**WHAT IS BEING ASKED**: Copy every one of the entries below word for word, keeping each line unchanged.

**SUPPLIED ENTRIES**:
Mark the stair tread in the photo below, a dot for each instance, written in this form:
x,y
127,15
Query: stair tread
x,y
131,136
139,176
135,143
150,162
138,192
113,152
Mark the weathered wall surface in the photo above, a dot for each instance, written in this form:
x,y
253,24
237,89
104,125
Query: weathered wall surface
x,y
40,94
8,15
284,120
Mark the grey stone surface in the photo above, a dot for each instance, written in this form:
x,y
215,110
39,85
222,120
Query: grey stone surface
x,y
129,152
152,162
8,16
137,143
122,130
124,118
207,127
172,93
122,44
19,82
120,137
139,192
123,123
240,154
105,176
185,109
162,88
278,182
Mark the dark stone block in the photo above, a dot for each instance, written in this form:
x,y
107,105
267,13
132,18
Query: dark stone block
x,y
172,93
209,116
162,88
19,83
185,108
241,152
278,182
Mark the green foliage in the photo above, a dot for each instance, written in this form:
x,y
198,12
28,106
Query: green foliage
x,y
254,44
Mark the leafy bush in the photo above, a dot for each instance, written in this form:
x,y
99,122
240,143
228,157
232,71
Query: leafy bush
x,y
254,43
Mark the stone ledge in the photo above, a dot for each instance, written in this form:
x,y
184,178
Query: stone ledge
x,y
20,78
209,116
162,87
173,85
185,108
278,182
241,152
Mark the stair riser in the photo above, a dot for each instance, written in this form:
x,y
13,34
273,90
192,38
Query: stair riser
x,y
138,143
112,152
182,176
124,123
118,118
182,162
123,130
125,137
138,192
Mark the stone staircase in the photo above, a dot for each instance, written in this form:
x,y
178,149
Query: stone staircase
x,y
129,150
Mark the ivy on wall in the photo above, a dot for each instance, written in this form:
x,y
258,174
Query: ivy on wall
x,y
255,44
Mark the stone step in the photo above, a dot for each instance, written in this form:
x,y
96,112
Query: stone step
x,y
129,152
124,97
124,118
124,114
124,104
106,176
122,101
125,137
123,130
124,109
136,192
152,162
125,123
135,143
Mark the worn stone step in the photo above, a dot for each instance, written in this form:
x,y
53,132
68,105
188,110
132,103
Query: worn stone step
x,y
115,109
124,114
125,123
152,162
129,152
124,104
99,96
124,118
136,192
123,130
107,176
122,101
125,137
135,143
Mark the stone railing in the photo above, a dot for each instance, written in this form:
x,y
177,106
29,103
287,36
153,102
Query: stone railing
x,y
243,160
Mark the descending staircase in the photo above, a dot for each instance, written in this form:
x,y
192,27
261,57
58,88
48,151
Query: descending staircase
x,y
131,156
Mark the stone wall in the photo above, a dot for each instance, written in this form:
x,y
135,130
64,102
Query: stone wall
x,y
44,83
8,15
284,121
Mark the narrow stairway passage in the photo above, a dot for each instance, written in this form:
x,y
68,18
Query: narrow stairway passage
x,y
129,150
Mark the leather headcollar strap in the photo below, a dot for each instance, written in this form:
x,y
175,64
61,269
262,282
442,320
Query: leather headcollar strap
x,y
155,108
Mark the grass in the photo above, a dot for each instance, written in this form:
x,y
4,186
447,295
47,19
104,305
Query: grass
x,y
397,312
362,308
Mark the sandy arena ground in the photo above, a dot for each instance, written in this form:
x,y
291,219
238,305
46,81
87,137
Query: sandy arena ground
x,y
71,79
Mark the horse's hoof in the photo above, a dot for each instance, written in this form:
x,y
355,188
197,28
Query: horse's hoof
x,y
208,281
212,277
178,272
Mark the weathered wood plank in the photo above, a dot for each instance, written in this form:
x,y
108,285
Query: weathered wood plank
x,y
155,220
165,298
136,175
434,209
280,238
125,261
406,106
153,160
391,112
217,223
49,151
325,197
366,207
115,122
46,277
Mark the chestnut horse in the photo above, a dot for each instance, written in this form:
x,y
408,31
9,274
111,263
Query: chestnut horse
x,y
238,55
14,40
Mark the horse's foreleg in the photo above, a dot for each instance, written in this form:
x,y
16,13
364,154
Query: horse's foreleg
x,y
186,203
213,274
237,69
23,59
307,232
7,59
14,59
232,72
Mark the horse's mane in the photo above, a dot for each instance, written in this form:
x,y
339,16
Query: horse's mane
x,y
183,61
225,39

**PROBLEM SOLUTION**:
Mark the stair tread in the photo below, a dot for each instance, written in this form:
x,y
127,15
Query: stair tread
x,y
131,136
139,176
135,143
150,162
138,192
113,152
Mark the weathered wall surface in the photo above, a dot for each instance, written in this form:
x,y
253,24
237,89
104,125
Query: weathered wall surface
x,y
40,94
8,15
284,120
Mark the grey stone surface in the photo above, a dot for each instance, written in this form:
x,y
215,110
39,85
222,120
Query: grey stone surface
x,y
129,152
152,162
8,16
137,143
122,130
124,118
207,127
172,93
122,44
19,82
120,137
139,192
123,123
240,154
105,176
185,109
162,88
278,182
Mark the dark stone block in the photo above, a dot for each instance, written in this form:
x,y
107,105
267,13
132,18
Query: dark stone block
x,y
172,93
209,116
162,88
19,83
185,108
241,152
278,182
Mark the green foliage in the photo above, a dot for each instance, written in this form:
x,y
198,12
28,106
Query: green foliage
x,y
254,44
Mark the leafy bush in the photo above, a dot for each instance, written in this form:
x,y
99,122
240,143
228,157
232,71
Query: leafy bush
x,y
254,43
Mark the stone ledge in the photo above, a dot for each instance, written in this form:
x,y
184,178
Query: stone ledge
x,y
20,78
209,116
162,87
173,85
185,108
278,182
241,152
Mark the stair riser in the photo above, a dot for each instance, written in this form:
x,y
13,34
273,90
192,38
Query: stair riser
x,y
138,143
112,152
182,176
124,123
118,118
182,162
123,130
125,137
138,192
Mark the stone staircase in the photo above, a dot for each instance, written in this form:
x,y
178,149
Query: stone staircase
x,y
129,150
Mark the ivy on wall in the photo above, a dot for each instance, written in this form:
x,y
258,174
Query: ivy on wall
x,y
255,44
Mark the stone step in the photo above, a dot for each instance, written in this form:
x,y
96,112
Query: stone step
x,y
129,152
124,97
124,118
124,114
124,104
106,176
122,101
125,137
123,130
124,109
136,192
152,162
125,123
135,143
Mark the worn stone step in the photo above, a dot for each instance, written in this form:
x,y
53,132
68,105
188,110
132,103
Query: worn stone step
x,y
115,109
124,114
125,123
152,162
129,152
124,104
99,96
124,118
136,192
123,130
107,176
122,101
125,137
135,143
Mark the stone railing in the photo above, a dot for each instance, written in this form:
x,y
177,106
29,103
287,36
153,102
Query: stone railing
x,y
243,160
Mark the descending staircase in the photo above, a dot for each instance, written in this form:
x,y
192,27
261,57
58,88
48,151
Query: descending staircase
x,y
131,156
Mark the stone wall in the photo above, a dot for each instance, written in this form:
x,y
135,130
64,102
Query: stone wall
x,y
44,83
8,15
284,121
Mark the narrow stairway passage in the photo above, a dot for each instance, written in this form:
x,y
68,18
Query: narrow stairway passage
x,y
129,150
Mark the leather headcollar strap in the photo below, a dot for each instance, written in this form:
x,y
175,64
61,269
262,282
442,320
Query: leather headcollar strap
x,y
155,108
Mark the grass in the photo above, a dot for each instance, written in this form:
x,y
4,186
447,295
47,19
104,305
Query: grass
x,y
397,312
362,308
Mark the sandy arena ground in the photo above, a dot for each instance, written in this form:
x,y
291,219
238,305
46,81
87,137
Query: sandy arena ground
x,y
71,79
Mark the horse's hoof in the photo above, a dot for each instance, written in this form:
x,y
355,188
197,28
Query: horse's hoof
x,y
208,281
212,277
178,272
Mark the weathered wood plank in the photo above, a dot for each instance, written in this form:
x,y
108,285
Query: weathered wood plank
x,y
155,220
165,298
136,175
434,209
280,238
125,261
406,106
153,160
391,112
217,223
49,151
325,197
366,207
115,122
46,277
Mark the chestnut horse in the photo above, a dot for each instance, written in this form:
x,y
408,31
9,274
111,263
Query: chestnut horse
x,y
238,55
14,40
Mark the horse's foreleg in the photo above, a dot for each instance, written in this form:
x,y
16,13
364,154
Query: horse's foreleg
x,y
186,203
213,274
237,69
23,59
307,232
7,59
14,59
232,72
Mark the horse's mane in the photo above, a dot for each instance, written in this form:
x,y
339,16
Query: horse's mane
x,y
183,61
225,39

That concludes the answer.